» Problem
Please collect every line in the listing below that contains the word "positive".

» Data under study
▬▬▬▬▬▬▬▬▬▬
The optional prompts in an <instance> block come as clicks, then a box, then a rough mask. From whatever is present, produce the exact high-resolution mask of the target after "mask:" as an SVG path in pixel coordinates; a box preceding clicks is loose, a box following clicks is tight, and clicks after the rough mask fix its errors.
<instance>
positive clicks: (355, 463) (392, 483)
▬▬▬▬▬▬▬▬▬▬
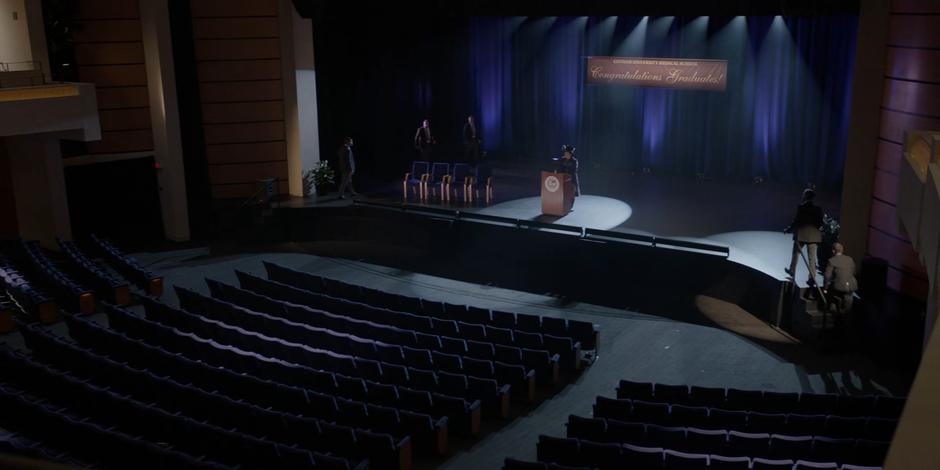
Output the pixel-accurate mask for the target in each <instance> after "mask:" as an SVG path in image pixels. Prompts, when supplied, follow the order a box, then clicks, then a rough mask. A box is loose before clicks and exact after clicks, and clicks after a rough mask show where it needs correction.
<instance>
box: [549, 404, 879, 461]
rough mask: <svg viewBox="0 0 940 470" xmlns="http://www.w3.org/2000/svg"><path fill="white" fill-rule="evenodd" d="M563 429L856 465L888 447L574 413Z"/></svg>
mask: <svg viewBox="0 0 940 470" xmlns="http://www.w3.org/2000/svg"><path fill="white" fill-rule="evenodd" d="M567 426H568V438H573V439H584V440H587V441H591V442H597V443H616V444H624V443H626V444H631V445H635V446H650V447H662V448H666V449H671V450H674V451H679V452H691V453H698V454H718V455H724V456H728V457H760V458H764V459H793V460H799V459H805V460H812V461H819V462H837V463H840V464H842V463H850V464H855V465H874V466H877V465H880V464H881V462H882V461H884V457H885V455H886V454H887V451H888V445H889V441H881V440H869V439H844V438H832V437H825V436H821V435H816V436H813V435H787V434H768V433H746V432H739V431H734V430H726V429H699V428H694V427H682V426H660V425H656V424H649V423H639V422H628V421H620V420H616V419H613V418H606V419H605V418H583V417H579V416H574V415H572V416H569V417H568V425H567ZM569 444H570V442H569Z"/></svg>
▬▬▬▬▬▬▬▬▬▬
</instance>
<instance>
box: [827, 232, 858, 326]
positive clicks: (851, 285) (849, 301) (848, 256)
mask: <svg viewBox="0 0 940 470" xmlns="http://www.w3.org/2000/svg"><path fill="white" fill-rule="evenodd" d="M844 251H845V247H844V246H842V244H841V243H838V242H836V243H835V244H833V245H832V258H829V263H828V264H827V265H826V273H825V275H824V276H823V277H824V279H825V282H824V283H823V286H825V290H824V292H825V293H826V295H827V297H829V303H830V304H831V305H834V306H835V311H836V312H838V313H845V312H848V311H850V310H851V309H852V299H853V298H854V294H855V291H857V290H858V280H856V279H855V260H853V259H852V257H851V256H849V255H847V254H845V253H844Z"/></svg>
▬▬▬▬▬▬▬▬▬▬
» Problem solution
positive clicks: (355, 463) (392, 483)
positive clicks: (851, 285) (849, 301) (848, 256)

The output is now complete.